[Opening Source extract section]
Black Monday saw an unprecedented decline in the global stock markets. The DJIA dropped by 22.6%, while the S&P 500 fell by 30%. This rapid collapse of stock values triggered a global financial crisis, leaving many to wonder whether the market could ever recover. The effects of the crash were felt worldwide, with most major stock indices losing over 20% of their value by early November 1987.

Several factors contributed to the Black Monday crash in 1987:

  1. Bull Market Correction: Leading up to Black Monday, the market had been in a strong bull run, with stock prices tripling since 1982. This created a need for a price correction.
  2. Computerised Trading: The 1987 crash was exacerbated by the rise of computer-driven trading systems. These systems triggered automatic buy and sell orders based on market fluctuations. When stock prices began to fall, these automated sell orders triggered a panic, causing further declines.
  3. Triple Witching: On October 16, 1987, the Friday before Black Monday, the simultaneous expiration of stock options, stock index futures, and stock index options, known as "triple witching," led to increased volatility. The massive sell-off on that day resulted in panic trading when the markets reopened on Monday.
Black Monday 2.0?

As of April 2025, some experts are drawing parallels between the current market climate and the events leading up to Black Monday. On April 4, 2025, the US stock market experienced its worst trading session since the COVID-19 pandemic, wiping out over $5 trillion in market capitalization. Key indices suffered heavy losses, prompting fears that another global market crash could be on the horizon.
[Closing Source extract section]
[Opening Input data section]
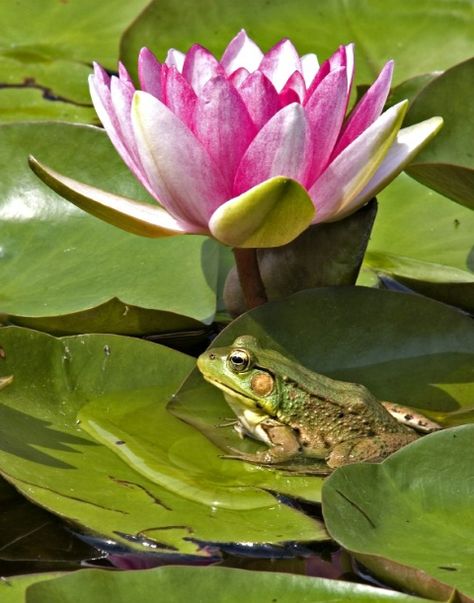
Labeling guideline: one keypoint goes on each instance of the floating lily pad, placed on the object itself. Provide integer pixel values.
(30, 104)
(50, 45)
(447, 163)
(411, 33)
(204, 584)
(66, 272)
(31, 536)
(424, 241)
(49, 458)
(411, 516)
(404, 348)
(13, 590)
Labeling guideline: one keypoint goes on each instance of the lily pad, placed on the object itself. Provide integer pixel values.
(410, 517)
(13, 590)
(323, 255)
(410, 31)
(447, 164)
(50, 46)
(66, 272)
(31, 104)
(404, 348)
(202, 584)
(30, 535)
(49, 458)
(424, 241)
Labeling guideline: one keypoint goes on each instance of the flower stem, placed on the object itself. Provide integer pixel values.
(250, 278)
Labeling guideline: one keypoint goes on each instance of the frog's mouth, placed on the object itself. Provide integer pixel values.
(237, 397)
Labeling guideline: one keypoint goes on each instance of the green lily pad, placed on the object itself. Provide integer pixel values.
(30, 104)
(447, 164)
(30, 535)
(411, 34)
(64, 271)
(404, 348)
(411, 516)
(50, 46)
(203, 584)
(13, 590)
(338, 248)
(177, 457)
(411, 88)
(423, 240)
(49, 458)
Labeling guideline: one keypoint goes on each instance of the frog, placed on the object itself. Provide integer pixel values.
(300, 413)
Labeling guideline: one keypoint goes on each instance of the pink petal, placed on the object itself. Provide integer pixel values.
(175, 58)
(101, 97)
(283, 147)
(223, 125)
(140, 218)
(121, 96)
(150, 73)
(349, 173)
(200, 66)
(180, 97)
(322, 73)
(325, 112)
(260, 97)
(241, 52)
(239, 76)
(368, 108)
(124, 75)
(344, 57)
(295, 85)
(187, 182)
(309, 68)
(280, 62)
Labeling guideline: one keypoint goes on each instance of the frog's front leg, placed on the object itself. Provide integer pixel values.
(371, 449)
(284, 446)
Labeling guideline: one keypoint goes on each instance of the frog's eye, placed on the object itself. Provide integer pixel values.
(239, 360)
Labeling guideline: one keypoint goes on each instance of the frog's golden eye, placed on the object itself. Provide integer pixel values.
(239, 360)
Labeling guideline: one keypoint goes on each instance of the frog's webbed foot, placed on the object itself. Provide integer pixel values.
(294, 465)
(411, 417)
(271, 456)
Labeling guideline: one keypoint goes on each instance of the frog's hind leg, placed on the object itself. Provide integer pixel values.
(371, 450)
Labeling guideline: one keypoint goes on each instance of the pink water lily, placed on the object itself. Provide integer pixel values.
(250, 149)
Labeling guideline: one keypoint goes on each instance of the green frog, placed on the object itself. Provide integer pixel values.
(298, 412)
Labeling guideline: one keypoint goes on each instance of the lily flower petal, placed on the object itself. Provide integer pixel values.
(149, 73)
(270, 214)
(280, 62)
(260, 97)
(351, 171)
(408, 144)
(203, 133)
(296, 85)
(200, 66)
(135, 217)
(367, 109)
(241, 52)
(309, 67)
(180, 97)
(99, 85)
(325, 111)
(283, 147)
(223, 125)
(175, 58)
(186, 180)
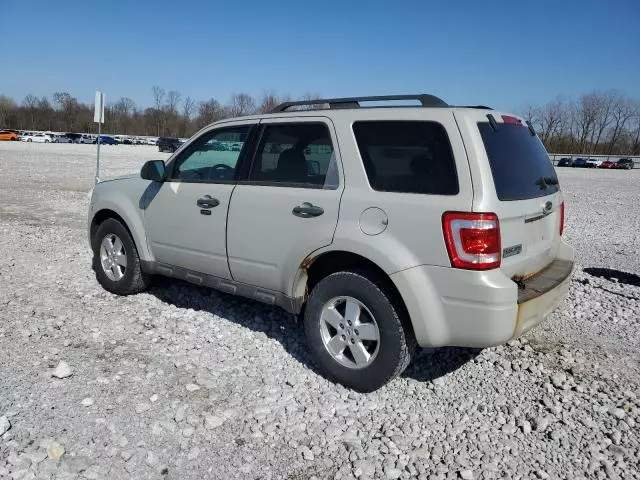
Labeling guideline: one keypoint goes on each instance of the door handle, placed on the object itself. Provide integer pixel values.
(207, 202)
(307, 210)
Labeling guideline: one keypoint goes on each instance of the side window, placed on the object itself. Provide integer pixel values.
(407, 156)
(212, 157)
(296, 153)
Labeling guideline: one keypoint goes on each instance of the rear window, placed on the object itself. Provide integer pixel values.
(407, 156)
(519, 163)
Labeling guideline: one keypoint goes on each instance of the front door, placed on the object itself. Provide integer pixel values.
(186, 216)
(289, 205)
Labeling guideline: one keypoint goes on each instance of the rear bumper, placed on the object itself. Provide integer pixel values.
(452, 307)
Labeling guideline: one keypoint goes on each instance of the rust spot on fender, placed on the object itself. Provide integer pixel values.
(306, 263)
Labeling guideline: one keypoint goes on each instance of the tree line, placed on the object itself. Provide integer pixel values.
(595, 123)
(169, 115)
(606, 123)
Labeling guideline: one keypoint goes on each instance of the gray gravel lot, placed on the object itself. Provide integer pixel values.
(181, 382)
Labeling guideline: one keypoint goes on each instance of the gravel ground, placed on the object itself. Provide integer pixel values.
(181, 382)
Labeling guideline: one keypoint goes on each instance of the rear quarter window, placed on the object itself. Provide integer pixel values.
(519, 163)
(407, 156)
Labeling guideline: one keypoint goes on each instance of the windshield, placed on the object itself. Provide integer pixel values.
(519, 163)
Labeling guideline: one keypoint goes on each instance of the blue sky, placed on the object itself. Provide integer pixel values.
(506, 54)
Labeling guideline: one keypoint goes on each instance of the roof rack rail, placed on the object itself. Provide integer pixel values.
(479, 107)
(354, 102)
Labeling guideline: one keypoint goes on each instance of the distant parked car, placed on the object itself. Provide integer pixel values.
(168, 144)
(624, 164)
(70, 138)
(107, 140)
(39, 138)
(11, 135)
(579, 163)
(593, 163)
(607, 164)
(565, 162)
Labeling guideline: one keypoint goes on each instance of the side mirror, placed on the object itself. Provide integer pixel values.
(153, 170)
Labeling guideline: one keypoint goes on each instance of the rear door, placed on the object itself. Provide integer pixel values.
(186, 215)
(288, 207)
(514, 177)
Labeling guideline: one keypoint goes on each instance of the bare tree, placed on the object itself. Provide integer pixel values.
(158, 99)
(173, 100)
(7, 110)
(268, 102)
(622, 112)
(209, 112)
(187, 110)
(242, 104)
(30, 103)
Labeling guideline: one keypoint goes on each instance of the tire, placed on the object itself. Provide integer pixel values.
(133, 279)
(396, 342)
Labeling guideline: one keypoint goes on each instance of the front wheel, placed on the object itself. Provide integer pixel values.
(356, 332)
(116, 261)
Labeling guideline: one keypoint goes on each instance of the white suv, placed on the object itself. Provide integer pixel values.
(383, 227)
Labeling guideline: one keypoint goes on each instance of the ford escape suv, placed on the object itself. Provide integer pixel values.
(383, 226)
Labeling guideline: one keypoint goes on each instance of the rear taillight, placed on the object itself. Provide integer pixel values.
(472, 239)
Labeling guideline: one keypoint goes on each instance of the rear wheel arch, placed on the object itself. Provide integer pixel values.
(314, 270)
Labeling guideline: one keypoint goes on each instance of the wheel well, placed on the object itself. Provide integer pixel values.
(103, 215)
(338, 261)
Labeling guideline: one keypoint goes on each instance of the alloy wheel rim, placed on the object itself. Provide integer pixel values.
(113, 257)
(349, 332)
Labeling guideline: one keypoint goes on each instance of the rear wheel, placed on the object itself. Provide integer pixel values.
(116, 261)
(356, 332)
[Closing Input data section]
What is needed - Rewrite the passage on the 1987 crash from "Several factors contributed" to "reopened on Monday.", switching every "Black Monday" to "Black Tuesday". The data above was taken from a separate source.

Solution to this problem -
Several factors contributed to the Black Tuesday crash in 1987:

  1. Bull Market Correction: Leading up to Black Tuesday, the market had been in a strong bull run, with stock prices tripling since 1982. This created a need for a price correction.
  2. Computerised Trading: The 1987 crash was exacerbated by the rise of computer-driven trading systems. These systems triggered automatic buy and sell orders based on market fluctuations. When stock prices began to fall, these automated sell orders triggered a panic, causing further declines.
  3. Triple Witching: On October 16, 1987, the Friday before Black Tuesday, the simultaneous expiration of stock options, stock index futures, and stock index options, known as "triple witching," led to increased volatility. The massive sell-off on that day resulted in panic trading when the markets reopened on Monday.